[WHAT IS BEING ASKED]: Reproduce all of the rows below verbatim, omitting the pictures from your answer.

Saved entries:
_ _ _ _

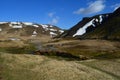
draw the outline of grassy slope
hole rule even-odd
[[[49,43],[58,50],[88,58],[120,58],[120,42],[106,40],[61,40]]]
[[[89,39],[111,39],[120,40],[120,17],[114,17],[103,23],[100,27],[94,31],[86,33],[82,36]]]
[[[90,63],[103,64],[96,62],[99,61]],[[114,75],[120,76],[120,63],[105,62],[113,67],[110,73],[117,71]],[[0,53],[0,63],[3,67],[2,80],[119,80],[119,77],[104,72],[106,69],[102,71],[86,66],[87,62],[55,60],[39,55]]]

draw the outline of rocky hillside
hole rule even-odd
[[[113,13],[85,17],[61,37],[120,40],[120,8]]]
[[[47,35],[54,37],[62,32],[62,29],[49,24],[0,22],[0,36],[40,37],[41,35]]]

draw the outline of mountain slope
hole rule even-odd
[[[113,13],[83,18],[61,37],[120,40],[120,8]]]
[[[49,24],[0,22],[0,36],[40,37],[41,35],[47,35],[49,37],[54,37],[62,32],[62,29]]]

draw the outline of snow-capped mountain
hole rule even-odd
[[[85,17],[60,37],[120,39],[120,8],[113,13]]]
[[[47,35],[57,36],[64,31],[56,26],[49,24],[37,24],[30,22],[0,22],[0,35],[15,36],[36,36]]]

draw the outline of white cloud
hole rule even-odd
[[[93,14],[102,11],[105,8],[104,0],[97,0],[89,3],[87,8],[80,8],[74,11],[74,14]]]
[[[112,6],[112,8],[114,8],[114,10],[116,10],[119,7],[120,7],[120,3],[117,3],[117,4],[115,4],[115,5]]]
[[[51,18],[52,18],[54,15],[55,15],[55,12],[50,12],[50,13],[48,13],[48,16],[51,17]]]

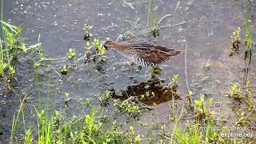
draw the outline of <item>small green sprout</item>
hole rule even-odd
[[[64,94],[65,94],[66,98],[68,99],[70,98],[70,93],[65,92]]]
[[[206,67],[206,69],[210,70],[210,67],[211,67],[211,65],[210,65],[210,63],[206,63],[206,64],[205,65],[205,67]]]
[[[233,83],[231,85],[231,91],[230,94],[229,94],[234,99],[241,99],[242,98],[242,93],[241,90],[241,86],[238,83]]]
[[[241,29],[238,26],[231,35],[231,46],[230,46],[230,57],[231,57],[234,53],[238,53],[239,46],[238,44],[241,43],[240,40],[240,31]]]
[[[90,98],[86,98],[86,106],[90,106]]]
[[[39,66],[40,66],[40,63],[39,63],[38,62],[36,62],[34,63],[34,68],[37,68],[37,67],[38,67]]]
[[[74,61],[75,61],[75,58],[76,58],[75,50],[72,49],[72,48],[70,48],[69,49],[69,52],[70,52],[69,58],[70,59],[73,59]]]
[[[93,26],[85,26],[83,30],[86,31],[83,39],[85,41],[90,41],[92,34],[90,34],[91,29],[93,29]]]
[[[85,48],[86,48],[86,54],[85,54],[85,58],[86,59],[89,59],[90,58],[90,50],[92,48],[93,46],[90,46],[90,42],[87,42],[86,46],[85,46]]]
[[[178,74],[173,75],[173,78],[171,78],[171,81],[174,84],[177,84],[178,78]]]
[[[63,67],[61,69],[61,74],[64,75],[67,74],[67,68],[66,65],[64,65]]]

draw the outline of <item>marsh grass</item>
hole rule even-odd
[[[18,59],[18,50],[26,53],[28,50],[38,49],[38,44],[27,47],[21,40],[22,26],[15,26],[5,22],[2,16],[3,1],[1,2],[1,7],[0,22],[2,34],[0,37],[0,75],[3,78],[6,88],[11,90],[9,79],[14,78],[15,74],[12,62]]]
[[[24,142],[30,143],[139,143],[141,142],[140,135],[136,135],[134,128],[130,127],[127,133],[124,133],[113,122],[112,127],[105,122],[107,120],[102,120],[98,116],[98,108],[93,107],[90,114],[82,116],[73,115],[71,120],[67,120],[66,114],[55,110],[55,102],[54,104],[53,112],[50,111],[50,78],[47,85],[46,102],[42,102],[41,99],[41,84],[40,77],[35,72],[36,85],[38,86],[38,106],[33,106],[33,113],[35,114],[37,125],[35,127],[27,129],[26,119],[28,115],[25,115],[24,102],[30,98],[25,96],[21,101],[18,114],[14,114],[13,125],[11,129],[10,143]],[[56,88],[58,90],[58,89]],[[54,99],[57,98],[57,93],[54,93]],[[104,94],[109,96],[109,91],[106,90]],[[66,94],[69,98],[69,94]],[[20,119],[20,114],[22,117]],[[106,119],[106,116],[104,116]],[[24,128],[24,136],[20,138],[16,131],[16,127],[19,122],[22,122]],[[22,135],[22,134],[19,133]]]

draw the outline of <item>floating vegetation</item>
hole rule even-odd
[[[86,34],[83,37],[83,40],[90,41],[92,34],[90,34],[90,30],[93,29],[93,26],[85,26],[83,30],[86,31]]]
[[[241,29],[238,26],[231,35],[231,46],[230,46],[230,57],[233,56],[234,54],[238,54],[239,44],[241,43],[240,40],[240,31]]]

_ _ _ _

[RESULT]:
draw the outline of grassy slope
hole rule even-odd
[[[49,43],[58,50],[88,58],[120,58],[120,42],[106,40],[61,40]]]
[[[89,39],[111,39],[120,40],[120,17],[114,17],[103,23],[100,27],[94,31],[86,33],[82,36]]]
[[[90,63],[103,64],[96,62],[99,61]],[[114,75],[120,76],[120,63],[105,62],[113,67],[110,73],[117,71]],[[0,53],[0,63],[3,67],[2,80],[119,80],[119,77],[104,72],[106,69],[102,71],[86,66],[87,62],[55,60],[39,55]]]

draw the outline of rocky hillside
hole rule even-odd
[[[113,13],[85,17],[61,37],[120,40],[120,8]]]
[[[47,35],[54,37],[62,32],[62,29],[49,24],[0,22],[0,36],[40,37],[41,35]]]

draw the outline of mountain slope
hole rule even-odd
[[[113,13],[83,18],[61,37],[120,40],[120,8]]]
[[[49,24],[0,22],[0,36],[40,37],[41,35],[47,35],[49,37],[54,37],[62,32],[62,29]]]

draw the outline of snow-capped mountain
hole rule even-odd
[[[85,17],[60,37],[120,39],[120,8],[113,13]]]
[[[47,35],[57,36],[64,31],[56,26],[49,24],[37,24],[30,22],[0,22],[0,35],[15,36],[36,36]]]

draw the outline of white cloud
hole rule even-odd
[[[93,14],[102,11],[105,8],[104,0],[97,0],[89,3],[87,8],[80,8],[74,11],[74,14]]]
[[[112,6],[112,8],[114,8],[114,10],[116,10],[119,7],[120,7],[120,3],[117,3],[117,4],[115,4],[115,5]]]
[[[51,18],[52,18],[54,15],[55,15],[55,12],[50,12],[50,13],[48,13],[48,16],[51,17]]]

draw the outline of <item>small green sprout</item>
hole rule even-odd
[[[64,94],[65,94],[66,98],[68,99],[70,98],[70,93],[65,92]]]
[[[206,67],[206,69],[210,70],[210,67],[211,67],[211,65],[210,65],[210,63],[206,63],[206,64],[205,65],[205,67]]]
[[[233,83],[231,85],[231,91],[230,94],[229,94],[234,99],[241,99],[242,98],[242,93],[241,90],[241,86],[238,83]]]
[[[241,29],[238,26],[231,35],[231,46],[230,46],[230,57],[231,57],[234,53],[238,53],[239,46],[238,44],[241,43],[240,40],[240,31]]]
[[[90,98],[86,98],[86,106],[90,106]]]
[[[39,66],[40,66],[40,63],[39,63],[38,62],[36,62],[34,63],[34,68],[37,68],[37,67],[38,67]]]
[[[74,61],[75,61],[75,58],[76,58],[75,50],[72,49],[72,48],[70,48],[69,49],[69,52],[70,52],[69,58],[70,59],[73,59]]]
[[[93,26],[85,26],[83,30],[86,31],[83,39],[85,41],[90,41],[92,34],[90,34],[91,29],[93,29]]]
[[[85,48],[86,48],[86,54],[85,54],[85,58],[86,59],[89,59],[90,58],[90,50],[92,48],[93,46],[90,46],[90,42],[87,42],[86,46],[85,46]]]
[[[178,74],[173,75],[173,78],[171,78],[171,81],[174,84],[177,84],[178,78]]]
[[[63,67],[61,69],[61,74],[64,75],[67,74],[67,68],[66,65],[64,65]]]

draw the outline of <item>marsh grass</item>
hole rule even-odd
[[[18,59],[18,50],[26,53],[28,50],[38,49],[38,44],[27,47],[21,40],[22,26],[15,26],[5,22],[2,16],[3,1],[1,2],[1,7],[0,22],[2,34],[0,37],[0,75],[3,78],[6,88],[11,90],[9,79],[14,78],[15,74],[12,62]]]
[[[24,142],[30,143],[139,143],[141,142],[140,135],[136,135],[134,128],[130,127],[127,133],[124,133],[113,122],[112,127],[105,122],[107,120],[102,120],[98,116],[98,108],[93,107],[90,114],[82,116],[73,115],[71,120],[67,120],[66,114],[55,110],[55,102],[54,104],[53,112],[50,111],[50,78],[47,85],[46,102],[42,102],[41,99],[41,84],[40,77],[35,72],[36,85],[38,86],[38,106],[33,106],[33,113],[35,114],[37,125],[35,127],[27,129],[26,119],[28,115],[25,115],[24,102],[30,98],[25,96],[21,101],[18,114],[14,114],[13,125],[11,129],[10,143]],[[56,88],[58,90],[58,89]],[[54,99],[57,98],[57,93],[54,93]],[[104,94],[109,96],[109,91],[106,90]],[[66,94],[69,98],[69,94]],[[20,119],[20,114],[22,117]],[[106,119],[106,116],[104,116]],[[24,128],[24,136],[20,138],[16,131],[16,127],[19,122],[22,122]],[[22,135],[22,134],[19,133]]]

draw the outline of <item>floating vegetation</item>
hole rule even-odd
[[[86,34],[83,37],[83,40],[90,41],[92,34],[90,34],[90,30],[93,29],[93,26],[85,26],[83,30],[86,31]]]
[[[241,29],[238,26],[231,35],[231,46],[230,46],[230,57],[233,56],[234,54],[238,54],[239,44],[241,43],[240,40],[240,31]]]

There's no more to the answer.